## [TASK STATEMENT]
Search through the entries for the word "tree" and copy every line that has it.

## [EXERCISE MATERIALS]

_ _ _ _ _

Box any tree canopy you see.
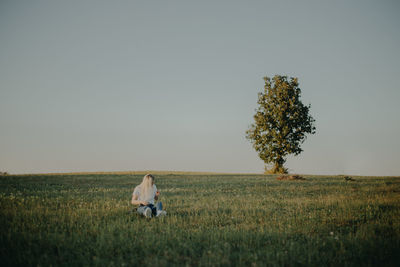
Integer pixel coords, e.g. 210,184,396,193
246,75,316,174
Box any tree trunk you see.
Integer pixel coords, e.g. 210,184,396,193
273,159,287,174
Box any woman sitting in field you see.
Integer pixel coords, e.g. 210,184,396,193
131,174,166,218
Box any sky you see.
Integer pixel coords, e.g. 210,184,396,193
1,0,399,176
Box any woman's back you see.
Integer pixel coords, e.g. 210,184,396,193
133,184,157,205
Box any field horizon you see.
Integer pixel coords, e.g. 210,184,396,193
3,170,399,178
3,170,256,176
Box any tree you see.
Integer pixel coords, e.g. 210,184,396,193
246,75,316,174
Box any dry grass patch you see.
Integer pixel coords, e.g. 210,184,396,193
276,175,305,181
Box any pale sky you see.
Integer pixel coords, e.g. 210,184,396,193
1,0,399,176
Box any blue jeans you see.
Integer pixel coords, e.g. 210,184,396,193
137,202,163,216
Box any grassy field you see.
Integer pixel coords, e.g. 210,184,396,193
1,173,399,266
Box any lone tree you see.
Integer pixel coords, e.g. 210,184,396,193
246,75,316,174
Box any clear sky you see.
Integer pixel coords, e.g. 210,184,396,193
1,0,399,176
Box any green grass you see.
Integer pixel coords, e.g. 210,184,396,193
1,173,399,266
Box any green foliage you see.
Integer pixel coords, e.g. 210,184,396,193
246,75,316,173
1,174,400,266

_ _ _ _ _

## [ANSWER SECTION]
Box any tree canopy you see.
Box any tree trunk you see.
Box any tree you see.
Box any lone tree you see.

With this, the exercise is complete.